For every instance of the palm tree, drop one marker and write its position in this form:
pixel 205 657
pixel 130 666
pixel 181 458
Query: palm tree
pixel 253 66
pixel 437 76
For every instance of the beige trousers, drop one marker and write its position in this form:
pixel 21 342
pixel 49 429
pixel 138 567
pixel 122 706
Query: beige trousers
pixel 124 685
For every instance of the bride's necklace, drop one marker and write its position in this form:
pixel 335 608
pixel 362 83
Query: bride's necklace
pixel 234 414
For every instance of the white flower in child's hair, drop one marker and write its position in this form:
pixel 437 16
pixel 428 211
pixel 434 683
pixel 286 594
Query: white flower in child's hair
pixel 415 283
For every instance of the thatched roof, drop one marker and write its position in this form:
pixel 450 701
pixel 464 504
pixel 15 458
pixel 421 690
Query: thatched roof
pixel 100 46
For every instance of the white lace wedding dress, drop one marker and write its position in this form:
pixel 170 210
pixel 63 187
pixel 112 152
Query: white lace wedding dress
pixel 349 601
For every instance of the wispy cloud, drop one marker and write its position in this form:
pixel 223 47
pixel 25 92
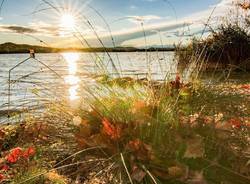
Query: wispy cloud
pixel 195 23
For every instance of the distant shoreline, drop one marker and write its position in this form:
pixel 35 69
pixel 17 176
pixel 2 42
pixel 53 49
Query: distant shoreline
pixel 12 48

########

One inclusive range is required: first line of the data through the line containing "pixel 286 594". Set it down exactly and output nothing else.

▸ **Task solution**:
For every instance of the palm tree, drop one marker and write its position in this form:
pixel 205 657
pixel 130 666
pixel 181 458
Query: palm tree
pixel 253 66
pixel 437 76
For every instance of the beige trousers, drop one marker and write its position in this form:
pixel 21 342
pixel 49 429
pixel 138 567
pixel 122 706
Query: beige trousers
pixel 124 685
For every instance of the bride's necklace, drop one marker and write its position in this form:
pixel 335 608
pixel 362 83
Query: bride's necklace
pixel 234 414
For every instance of the white flower in child's hair, drop one marker and write its position in this form:
pixel 437 16
pixel 428 211
pixel 434 683
pixel 286 594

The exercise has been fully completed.